Instructions to follow
The output should be limited to the line holding "Query: white sneaker" and the lines after it through the end of the entries, each restated exactly.

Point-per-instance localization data
################

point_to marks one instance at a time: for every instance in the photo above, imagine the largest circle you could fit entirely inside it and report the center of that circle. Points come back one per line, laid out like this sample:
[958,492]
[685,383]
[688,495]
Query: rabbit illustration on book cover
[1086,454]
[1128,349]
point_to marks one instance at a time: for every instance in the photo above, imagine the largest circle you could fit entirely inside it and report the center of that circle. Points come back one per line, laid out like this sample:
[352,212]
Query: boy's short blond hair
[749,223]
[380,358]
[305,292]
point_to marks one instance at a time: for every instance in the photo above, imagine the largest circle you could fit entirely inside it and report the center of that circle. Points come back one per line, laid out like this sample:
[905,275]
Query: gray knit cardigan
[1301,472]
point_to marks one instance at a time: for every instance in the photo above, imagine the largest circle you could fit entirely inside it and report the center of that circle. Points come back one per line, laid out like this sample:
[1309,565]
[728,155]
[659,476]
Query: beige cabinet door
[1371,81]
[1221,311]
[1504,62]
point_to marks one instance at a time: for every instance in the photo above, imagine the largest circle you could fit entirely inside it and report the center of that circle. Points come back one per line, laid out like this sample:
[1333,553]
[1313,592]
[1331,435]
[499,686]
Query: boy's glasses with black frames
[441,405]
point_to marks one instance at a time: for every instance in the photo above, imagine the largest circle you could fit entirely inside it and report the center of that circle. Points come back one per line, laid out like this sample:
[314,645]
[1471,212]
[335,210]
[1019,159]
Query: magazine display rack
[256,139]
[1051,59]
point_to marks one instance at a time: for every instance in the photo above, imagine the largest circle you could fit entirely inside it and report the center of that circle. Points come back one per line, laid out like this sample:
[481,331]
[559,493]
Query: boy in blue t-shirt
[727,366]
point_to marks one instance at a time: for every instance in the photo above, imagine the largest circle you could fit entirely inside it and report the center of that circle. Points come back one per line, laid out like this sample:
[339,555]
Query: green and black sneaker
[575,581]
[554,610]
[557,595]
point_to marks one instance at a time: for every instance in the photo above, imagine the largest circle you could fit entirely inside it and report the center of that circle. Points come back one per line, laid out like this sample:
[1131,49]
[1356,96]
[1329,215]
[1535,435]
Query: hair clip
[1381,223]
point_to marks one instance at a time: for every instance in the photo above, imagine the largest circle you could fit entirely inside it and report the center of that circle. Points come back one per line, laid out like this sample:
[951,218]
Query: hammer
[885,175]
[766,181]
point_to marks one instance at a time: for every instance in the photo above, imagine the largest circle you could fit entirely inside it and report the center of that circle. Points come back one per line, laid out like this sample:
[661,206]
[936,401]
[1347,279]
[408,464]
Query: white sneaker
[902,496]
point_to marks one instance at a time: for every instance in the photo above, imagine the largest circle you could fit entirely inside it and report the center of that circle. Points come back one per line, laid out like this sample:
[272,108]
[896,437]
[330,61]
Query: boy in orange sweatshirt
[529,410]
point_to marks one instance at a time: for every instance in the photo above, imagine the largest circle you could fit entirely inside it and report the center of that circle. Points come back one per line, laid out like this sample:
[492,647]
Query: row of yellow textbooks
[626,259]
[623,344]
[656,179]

################

Response for this exercise
Query: white sneaker
[902,496]
point_to marks one instance at a time: for every instance in the photo above, imagine the largest circle you could fit entirely inside it and report the center of that circle. Points come back one per line, laid out like this sample:
[272,108]
[896,437]
[330,61]
Query: boy in orange sweatshirt
[529,410]
point_to marks one instance at a time: for every instance in the photo above, imagine the largest circle you could fit entirely inside it and report the center of that circle. Points come back one per line, laid out like this sample:
[492,647]
Query: row of yellow textbooks
[626,259]
[623,344]
[656,179]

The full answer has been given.